**Passage given**
◇ ◇ ◇ ◇ ◇

Attached files

file filename
10-K - FORM 10-K - UNIFIED GROCERS, INC.d10k.htm
EX-21 - SUBSIDIARIES OF THE REGISTRANT - UNIFIED GROCERS, INC.dex21.htm
EX-32.2 - CERTIFICATION PURSUANT TO SECTION 906 OF THE SARBANES-OXLEY ACT OF 2002 - UNIFIED GROCERS, INC.dex322.htm
EX-31.1 - CERTIFICATION PURSUANT TO SECTION 302 OF THE SARBANES-OXLEY ACT OF 2002 - UNIFIED GROCERS, INC.dex311.htm
EX-32.1 - CERTIFICATION PURSUANT TO SECTION 906 OF THE SARBANES-OXLEY ACT OF 2002 - UNIFIED GROCERS, INC.dex321.htm
EX-31.2 - CERTIFICATION PURSUANT TO SECTION 302 OF THE SARBANES-OXLEY ACT OF 2002 - UNIFIED GROCERS, INC.dex312.htm
EX-10.69.1 - FIRST AMENDMENT TO CREDIT AGREEMENT - UNIFIED GROCERS, INC.dex10691.htm

Exhibit 10.30.1

AMENDMENT NO. 1

TO THE

UNIFIED GROCERS, INC.

DEFERRED COMPENSATION PLAN II

Unified Grocers, Inc. (the “Company”) hereby amends the above-named plan (the “Plan”), effective as of January 1, 2011, as follows:

1. Section 3.4(d) of the Plan is hereby amended in its entirety to read as follows:

“(d) The additional Contribution Credit (as such term is defined in the Retirement Plan) that would have been credited under the Retirement Plan if the Participant had not elected to defer a portion of his or her compensation under this Plan, which shall be credited as of the earlier of: (i) the date the Participant ceases to be an Employee; or (ii) the last day of the Plan Year to which such benefit relates. The compensation taken into account to determine this benefit shall be subject to the limitations contained in Section 401(a)(17) and Section 415 of the Code.”

◇ ◇ ◇ ◇ ◇

Pick up the plan amendment after its last sentence and keep writing it. The listing after the plan amendment isn't needed.

Labeled-object pointing listing
◇ ◇ ◇ ◇ ◇

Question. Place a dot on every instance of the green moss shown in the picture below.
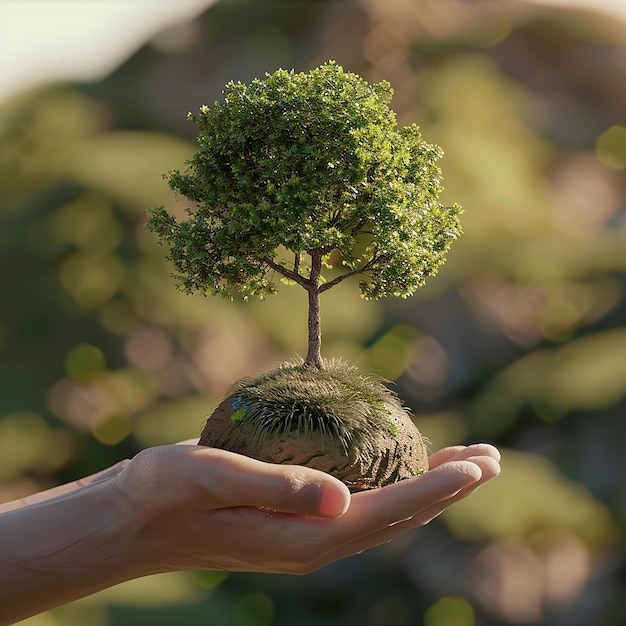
(337, 401)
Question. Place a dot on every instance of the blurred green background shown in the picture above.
(520, 340)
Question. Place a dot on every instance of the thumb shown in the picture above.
(237, 480)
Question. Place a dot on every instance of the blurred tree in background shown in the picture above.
(520, 340)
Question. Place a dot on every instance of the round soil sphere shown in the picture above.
(359, 433)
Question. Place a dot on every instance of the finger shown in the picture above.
(444, 455)
(375, 510)
(488, 467)
(235, 480)
(459, 453)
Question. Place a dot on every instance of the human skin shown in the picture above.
(184, 506)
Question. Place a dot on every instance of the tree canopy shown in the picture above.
(314, 164)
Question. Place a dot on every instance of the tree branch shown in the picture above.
(361, 270)
(283, 271)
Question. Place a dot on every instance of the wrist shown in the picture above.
(87, 543)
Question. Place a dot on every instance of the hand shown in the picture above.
(191, 507)
(203, 508)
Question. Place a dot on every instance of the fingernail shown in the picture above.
(333, 501)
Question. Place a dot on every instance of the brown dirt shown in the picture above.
(394, 454)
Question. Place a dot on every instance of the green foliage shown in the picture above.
(302, 162)
(337, 401)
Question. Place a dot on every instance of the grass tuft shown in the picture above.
(336, 401)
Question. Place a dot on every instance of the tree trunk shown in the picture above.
(314, 355)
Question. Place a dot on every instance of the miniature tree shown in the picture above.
(298, 171)
(306, 177)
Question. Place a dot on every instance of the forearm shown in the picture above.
(65, 548)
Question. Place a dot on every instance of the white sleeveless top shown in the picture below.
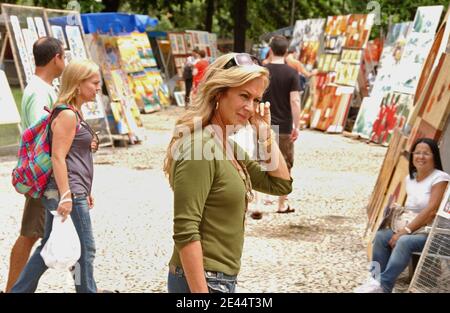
(418, 193)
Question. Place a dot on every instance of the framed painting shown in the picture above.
(393, 113)
(25, 57)
(340, 109)
(427, 19)
(367, 115)
(40, 27)
(180, 44)
(358, 30)
(8, 107)
(189, 40)
(436, 109)
(422, 129)
(444, 208)
(173, 43)
(179, 98)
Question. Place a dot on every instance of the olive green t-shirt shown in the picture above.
(210, 202)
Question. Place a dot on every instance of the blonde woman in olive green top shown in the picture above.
(212, 178)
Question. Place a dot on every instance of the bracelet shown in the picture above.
(63, 199)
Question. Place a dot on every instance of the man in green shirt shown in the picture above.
(49, 58)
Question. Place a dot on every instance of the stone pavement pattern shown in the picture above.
(319, 248)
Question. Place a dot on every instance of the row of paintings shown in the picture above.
(330, 113)
(391, 102)
(379, 116)
(8, 107)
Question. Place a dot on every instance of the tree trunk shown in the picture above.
(111, 5)
(210, 6)
(240, 24)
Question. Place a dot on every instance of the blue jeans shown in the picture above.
(392, 262)
(217, 282)
(84, 269)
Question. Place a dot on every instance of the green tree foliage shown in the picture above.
(262, 15)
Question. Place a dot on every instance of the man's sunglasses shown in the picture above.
(242, 59)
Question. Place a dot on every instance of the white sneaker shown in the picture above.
(370, 286)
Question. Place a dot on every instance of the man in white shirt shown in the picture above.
(48, 55)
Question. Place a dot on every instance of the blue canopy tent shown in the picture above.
(111, 22)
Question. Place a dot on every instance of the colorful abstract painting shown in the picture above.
(347, 73)
(76, 42)
(129, 56)
(418, 45)
(367, 115)
(8, 107)
(393, 113)
(394, 46)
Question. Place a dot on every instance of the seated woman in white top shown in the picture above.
(425, 187)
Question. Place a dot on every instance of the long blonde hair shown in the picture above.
(73, 75)
(215, 82)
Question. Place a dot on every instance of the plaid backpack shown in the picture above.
(34, 167)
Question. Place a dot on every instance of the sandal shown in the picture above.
(288, 210)
(256, 215)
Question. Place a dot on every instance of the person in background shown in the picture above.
(211, 193)
(69, 189)
(283, 94)
(200, 67)
(292, 61)
(425, 187)
(188, 69)
(48, 55)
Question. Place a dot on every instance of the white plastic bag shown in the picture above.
(62, 249)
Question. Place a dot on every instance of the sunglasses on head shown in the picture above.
(242, 59)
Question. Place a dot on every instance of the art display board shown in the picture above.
(436, 104)
(8, 108)
(390, 57)
(122, 106)
(181, 44)
(403, 61)
(332, 109)
(307, 38)
(108, 59)
(439, 45)
(143, 83)
(148, 60)
(396, 147)
(393, 113)
(66, 26)
(396, 193)
(393, 48)
(24, 25)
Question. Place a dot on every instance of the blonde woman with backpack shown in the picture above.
(69, 189)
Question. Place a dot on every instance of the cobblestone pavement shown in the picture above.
(318, 248)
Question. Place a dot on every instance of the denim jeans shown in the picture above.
(392, 262)
(217, 282)
(84, 270)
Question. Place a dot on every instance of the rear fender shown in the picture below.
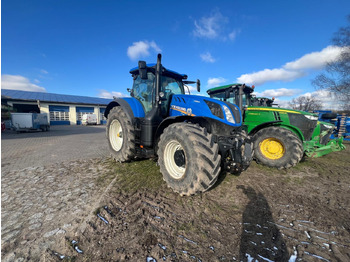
(131, 106)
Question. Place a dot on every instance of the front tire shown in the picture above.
(188, 158)
(121, 135)
(277, 147)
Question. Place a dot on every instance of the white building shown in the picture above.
(61, 109)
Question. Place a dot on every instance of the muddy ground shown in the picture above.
(300, 214)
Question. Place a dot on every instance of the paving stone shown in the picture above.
(43, 198)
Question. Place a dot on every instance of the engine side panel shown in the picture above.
(197, 106)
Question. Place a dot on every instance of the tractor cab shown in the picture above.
(152, 94)
(239, 94)
(262, 101)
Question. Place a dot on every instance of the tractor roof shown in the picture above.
(219, 89)
(166, 72)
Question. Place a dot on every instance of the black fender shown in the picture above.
(263, 125)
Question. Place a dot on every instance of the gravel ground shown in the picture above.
(49, 185)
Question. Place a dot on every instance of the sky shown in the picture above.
(85, 47)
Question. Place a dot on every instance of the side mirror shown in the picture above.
(227, 93)
(143, 69)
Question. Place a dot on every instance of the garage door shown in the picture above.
(102, 117)
(59, 115)
(81, 111)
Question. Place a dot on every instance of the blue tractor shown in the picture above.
(194, 137)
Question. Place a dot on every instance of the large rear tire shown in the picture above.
(277, 147)
(188, 158)
(121, 135)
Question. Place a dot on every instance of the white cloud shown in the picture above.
(315, 60)
(233, 35)
(278, 92)
(17, 82)
(215, 81)
(190, 88)
(327, 99)
(209, 27)
(142, 49)
(207, 57)
(269, 75)
(106, 94)
(293, 70)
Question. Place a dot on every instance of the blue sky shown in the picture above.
(87, 47)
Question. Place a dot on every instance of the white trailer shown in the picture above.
(29, 122)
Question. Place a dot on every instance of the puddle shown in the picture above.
(307, 234)
(109, 211)
(162, 246)
(265, 259)
(294, 256)
(75, 246)
(317, 256)
(188, 240)
(60, 256)
(159, 218)
(102, 218)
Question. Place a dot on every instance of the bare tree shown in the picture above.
(305, 103)
(336, 77)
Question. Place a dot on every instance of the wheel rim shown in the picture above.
(116, 135)
(272, 148)
(175, 159)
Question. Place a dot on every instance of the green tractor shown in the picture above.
(281, 136)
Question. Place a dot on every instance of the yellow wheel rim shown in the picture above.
(272, 148)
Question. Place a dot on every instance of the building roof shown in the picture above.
(50, 97)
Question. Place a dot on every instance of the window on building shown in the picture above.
(80, 115)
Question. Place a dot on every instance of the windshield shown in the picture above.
(143, 91)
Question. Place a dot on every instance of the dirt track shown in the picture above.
(301, 214)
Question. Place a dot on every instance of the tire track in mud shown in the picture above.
(146, 226)
(261, 215)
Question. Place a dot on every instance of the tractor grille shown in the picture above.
(325, 139)
(306, 125)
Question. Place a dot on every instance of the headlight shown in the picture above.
(311, 117)
(229, 116)
(328, 126)
(215, 109)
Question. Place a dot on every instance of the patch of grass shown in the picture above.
(136, 175)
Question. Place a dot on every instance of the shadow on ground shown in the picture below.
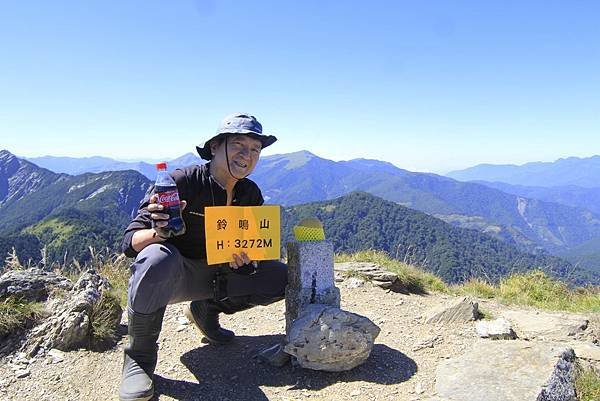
(233, 372)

◇ ◇ ◇ ◇ ◇

**Written answer**
2. Section 3.6(d) of the Plan is hereby amended by adding a new sentence at the end to read as follows:

“Notwithstanding any provision in the Plan to the contrary, the Annual Excess Amount described in Section 3.4(d) that is credited to a Participant’s Annual Account on or after December 31, 2010, shall be credited or debited in accordance with the rules of this Section 3.6 from the earlier of: (i) the date the Participant ceases to be an Employee; or (ii) the January 1st immediately following the Plan Year to which such benefit relates.”

IN WITNESS WHEREOF, the Company, by its duly authorized officers, have executed this Amendment effective as of January 1, 2011.

 

    UNIFIED GROCERS, INC
Dated:     9/09/10                                                              By:  

        /s/ Robert M. Ling, Jr.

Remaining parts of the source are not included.